» Work request 1: In the post about becoming a Master Gardener, where and in what year did the Master Gardener program start?
» Work request 2: Do these statements agree with the post about becoming a Master Gardener? For each, answer yes or no and quote the deciding words from the post. (a) The core Master Gardening course can only be taken in person. (b) After finishing the course, at least 50 volunteer hours are required. (c) In Minnesota, the University of Minnesota Extension administers the program.

» Extracted text:

╭──

The idea of mastering the art & science of gardening seems absurd to me (hence the quotes around “master” in the headline). There’s always something to learn, some new technique new to try, and a host of unforeseen circumstances that keep us gardeners humble and searching for answers. But this year, I’m going to get one step closer – I’m going to become a Master Gardener.
When my husband and I were first married, we were sitting on the couch one night when he just casually mentioned “I’ve been thinking about becoming a Master Gardener.” A what? Honestly, I thought he was making this title up, as a way to get me to refer to him as “Master.” But it is a real thing, and he really did become one. (Although I still refuse to call him Master, of course!) The Master Gardener or Extension Master Gardener program started in Washington state in 1972 as an organized effort to provide communities with trained local volunteers horticultural and gardening education and assistance. Today, nearly every state has a Master Gardener program, offered through the state’s land-grant university or cooperative extension services, with education and resources targeted to the growing conditions in that state.
The requirements and process for becoming a Master Gardener vary by state, as well. Here in Minnesota, the University of Minnesota Extension administers the program. In the fall, I applied to my local county Master Gardener chapter, and was conditionally accepted to the program. Because Master Gardeners volunteer in so many different ways in the community, including with children we must complete Safety of Minors training and pass a background check. Now that I’ve passed the background check (whew!) I am considered a Master Gardening Intern, and can attend my local monthly education & business meetings. That’s right, at age <mumble mumble…let’s just say north of 30>, I’m an intern again.
Next week, I begin the core Master Gardening course, which is offered through the university online or in-person. I’ve chosen to attend classes in person so I can meet & mingle with other gardeners in my state, and because I learn better that way. According to the big honkin’ binder I received in the mail, my 48-hour course will include such topics soils, entomology, botany, diagnostics, trees & shrubs, herbaceous plants, lawn care, plant pathology, weeds, wildlife, integrated pest management, vegetables, fruits. After I successfully complete the course, I will need to volunteer at least 50 hours with my local chapter and community to complete the requirements. If all goes according to plan, I will ring in 2019 as an official Master Gardener!

╰──

» Excerpted data:
╭──

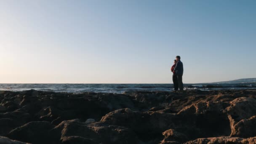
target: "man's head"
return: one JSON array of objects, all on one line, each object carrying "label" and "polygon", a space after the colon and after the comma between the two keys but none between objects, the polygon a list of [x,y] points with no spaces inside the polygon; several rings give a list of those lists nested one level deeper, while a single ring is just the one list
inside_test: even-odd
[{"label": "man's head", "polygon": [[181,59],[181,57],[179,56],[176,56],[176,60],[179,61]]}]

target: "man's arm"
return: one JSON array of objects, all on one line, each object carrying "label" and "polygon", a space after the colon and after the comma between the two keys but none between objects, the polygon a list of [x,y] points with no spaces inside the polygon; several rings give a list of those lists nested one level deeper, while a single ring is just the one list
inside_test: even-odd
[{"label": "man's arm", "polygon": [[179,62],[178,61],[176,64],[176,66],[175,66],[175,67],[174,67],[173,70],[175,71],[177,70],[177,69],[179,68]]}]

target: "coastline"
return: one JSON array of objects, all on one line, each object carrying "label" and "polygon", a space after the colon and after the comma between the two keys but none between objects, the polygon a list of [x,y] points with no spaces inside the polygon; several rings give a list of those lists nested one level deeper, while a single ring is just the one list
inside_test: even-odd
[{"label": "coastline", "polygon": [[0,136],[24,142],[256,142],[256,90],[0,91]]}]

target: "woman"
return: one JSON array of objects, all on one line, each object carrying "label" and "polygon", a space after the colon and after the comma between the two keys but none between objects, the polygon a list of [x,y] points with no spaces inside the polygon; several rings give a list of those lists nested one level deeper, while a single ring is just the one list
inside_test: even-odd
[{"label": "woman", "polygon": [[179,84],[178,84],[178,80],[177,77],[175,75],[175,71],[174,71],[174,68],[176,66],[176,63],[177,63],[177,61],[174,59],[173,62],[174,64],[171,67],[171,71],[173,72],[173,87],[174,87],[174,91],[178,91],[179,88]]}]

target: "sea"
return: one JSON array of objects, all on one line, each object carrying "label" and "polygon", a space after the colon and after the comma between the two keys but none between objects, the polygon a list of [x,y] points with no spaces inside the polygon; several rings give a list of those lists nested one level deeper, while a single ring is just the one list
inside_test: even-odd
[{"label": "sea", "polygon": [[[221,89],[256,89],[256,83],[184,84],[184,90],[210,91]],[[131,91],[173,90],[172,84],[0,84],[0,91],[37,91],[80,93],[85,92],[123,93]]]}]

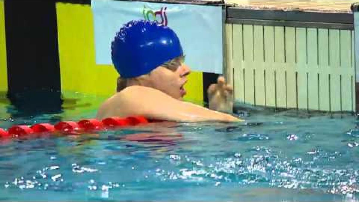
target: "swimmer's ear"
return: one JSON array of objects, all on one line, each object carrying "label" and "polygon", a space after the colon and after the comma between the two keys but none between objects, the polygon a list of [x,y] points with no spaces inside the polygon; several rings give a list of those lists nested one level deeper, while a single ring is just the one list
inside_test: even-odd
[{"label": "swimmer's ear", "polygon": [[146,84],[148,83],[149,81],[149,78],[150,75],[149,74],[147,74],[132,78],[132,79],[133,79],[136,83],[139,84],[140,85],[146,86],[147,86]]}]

╰──
╭──

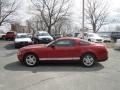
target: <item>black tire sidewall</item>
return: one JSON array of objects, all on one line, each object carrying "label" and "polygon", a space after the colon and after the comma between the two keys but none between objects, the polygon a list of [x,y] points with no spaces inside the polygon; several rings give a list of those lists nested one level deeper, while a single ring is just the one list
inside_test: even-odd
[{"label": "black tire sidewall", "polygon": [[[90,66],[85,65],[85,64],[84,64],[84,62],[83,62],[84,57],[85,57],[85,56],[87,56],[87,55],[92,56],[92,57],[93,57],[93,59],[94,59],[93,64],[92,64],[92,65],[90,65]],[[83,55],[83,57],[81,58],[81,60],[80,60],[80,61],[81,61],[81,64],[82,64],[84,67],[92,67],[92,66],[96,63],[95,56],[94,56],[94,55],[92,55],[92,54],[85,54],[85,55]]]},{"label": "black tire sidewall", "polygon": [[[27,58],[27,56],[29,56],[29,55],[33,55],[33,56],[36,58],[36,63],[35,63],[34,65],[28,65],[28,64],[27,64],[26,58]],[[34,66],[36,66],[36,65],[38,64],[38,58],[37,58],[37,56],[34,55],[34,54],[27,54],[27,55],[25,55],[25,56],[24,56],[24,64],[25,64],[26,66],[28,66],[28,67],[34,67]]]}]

╰──

» Response box 1: In Washington state in 1972.

» Response box 2:
(a) No: "which is offered through the university online or in-person"
(b) Yes: "I will need to volunteer at least 50 hours with my local chapter and community to complete the requirements"
(c) Yes: "Here in Minnesota, the University of Minnesota Extension administers the program"